[Start Data]
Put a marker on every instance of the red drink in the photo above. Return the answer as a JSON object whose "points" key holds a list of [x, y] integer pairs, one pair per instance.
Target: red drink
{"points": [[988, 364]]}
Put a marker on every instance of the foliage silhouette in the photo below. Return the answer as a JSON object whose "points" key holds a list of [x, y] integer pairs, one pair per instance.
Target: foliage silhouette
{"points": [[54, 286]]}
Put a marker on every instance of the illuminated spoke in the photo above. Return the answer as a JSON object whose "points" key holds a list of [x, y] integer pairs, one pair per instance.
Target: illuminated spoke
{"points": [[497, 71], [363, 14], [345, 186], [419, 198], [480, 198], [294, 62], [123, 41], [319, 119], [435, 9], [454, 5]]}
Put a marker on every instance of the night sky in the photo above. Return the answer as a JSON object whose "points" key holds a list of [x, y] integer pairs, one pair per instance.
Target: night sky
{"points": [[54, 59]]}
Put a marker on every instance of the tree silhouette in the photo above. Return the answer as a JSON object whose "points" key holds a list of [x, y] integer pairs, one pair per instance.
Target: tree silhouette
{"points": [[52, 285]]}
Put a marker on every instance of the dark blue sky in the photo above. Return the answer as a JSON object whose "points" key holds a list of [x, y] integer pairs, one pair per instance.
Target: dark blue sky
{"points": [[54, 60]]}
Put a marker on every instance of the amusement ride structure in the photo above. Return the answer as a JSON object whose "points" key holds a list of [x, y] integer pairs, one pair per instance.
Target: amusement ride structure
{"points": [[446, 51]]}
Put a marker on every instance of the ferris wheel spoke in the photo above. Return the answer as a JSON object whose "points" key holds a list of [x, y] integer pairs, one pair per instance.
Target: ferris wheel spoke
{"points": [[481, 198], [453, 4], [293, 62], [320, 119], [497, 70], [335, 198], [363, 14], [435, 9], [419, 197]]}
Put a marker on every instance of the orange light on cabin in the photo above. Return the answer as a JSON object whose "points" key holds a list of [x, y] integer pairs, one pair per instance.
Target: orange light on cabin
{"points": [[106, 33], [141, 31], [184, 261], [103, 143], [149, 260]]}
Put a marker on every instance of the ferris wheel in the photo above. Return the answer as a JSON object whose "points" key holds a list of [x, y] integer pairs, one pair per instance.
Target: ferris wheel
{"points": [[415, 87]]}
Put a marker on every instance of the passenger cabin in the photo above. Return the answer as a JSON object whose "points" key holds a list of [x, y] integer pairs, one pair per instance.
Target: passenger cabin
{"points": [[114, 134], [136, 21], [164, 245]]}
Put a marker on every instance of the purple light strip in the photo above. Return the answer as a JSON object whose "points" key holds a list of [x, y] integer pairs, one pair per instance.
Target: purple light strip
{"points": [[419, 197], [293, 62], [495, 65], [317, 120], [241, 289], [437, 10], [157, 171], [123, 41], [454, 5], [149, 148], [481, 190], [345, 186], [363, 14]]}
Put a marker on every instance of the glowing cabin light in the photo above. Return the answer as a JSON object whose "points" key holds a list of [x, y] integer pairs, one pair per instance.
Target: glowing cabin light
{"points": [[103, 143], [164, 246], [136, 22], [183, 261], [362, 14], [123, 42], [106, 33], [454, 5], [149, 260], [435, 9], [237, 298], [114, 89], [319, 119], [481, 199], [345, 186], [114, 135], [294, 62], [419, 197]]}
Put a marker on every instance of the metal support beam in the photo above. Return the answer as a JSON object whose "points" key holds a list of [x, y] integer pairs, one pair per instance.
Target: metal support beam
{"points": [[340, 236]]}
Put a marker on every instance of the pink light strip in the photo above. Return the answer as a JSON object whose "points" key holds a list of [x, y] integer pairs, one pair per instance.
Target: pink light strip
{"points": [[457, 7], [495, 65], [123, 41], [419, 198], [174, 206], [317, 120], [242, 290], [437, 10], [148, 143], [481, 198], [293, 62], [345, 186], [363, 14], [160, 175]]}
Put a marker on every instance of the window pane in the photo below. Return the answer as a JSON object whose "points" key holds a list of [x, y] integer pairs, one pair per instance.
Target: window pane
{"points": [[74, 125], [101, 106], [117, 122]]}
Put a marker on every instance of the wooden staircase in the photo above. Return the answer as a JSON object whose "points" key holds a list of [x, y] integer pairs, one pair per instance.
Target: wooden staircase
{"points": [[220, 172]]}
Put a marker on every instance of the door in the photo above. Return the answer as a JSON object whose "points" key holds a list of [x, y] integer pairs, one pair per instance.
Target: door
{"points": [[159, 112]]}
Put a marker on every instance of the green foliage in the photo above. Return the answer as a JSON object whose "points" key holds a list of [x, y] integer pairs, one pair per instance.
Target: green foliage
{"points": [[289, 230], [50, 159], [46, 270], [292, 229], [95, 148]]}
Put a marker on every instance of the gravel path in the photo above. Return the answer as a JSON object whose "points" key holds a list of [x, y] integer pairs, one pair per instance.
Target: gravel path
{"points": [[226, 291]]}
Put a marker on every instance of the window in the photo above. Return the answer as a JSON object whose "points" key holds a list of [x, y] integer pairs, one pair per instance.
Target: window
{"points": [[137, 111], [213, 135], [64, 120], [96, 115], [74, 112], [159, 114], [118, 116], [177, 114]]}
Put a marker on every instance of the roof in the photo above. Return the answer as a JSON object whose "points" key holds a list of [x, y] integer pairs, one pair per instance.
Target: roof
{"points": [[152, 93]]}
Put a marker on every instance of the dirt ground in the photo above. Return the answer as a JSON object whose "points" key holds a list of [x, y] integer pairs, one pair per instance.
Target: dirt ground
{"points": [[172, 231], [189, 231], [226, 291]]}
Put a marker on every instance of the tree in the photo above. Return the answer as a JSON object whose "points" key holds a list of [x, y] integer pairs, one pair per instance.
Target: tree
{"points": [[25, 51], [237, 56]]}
[End Data]
Reproduce exactly, with nothing added, the lines from the one that contains "Put a marker on every instance of the dirt" to the end of the data.

Put a marker on every instance of the dirt ground in the photo above. Return the answer as a JSON object whose "points" key holds a list of [x, y] integer pairs, one pair per instance.
Target: dirt ground
{"points": [[172, 231], [189, 231], [226, 291]]}
Put a marker on every instance of the tree in the photo above. Return the answer as a JSON object whose "points" key holds a list of [x, y] integer pairs, one pair per instance.
Target: tree
{"points": [[25, 51], [237, 56]]}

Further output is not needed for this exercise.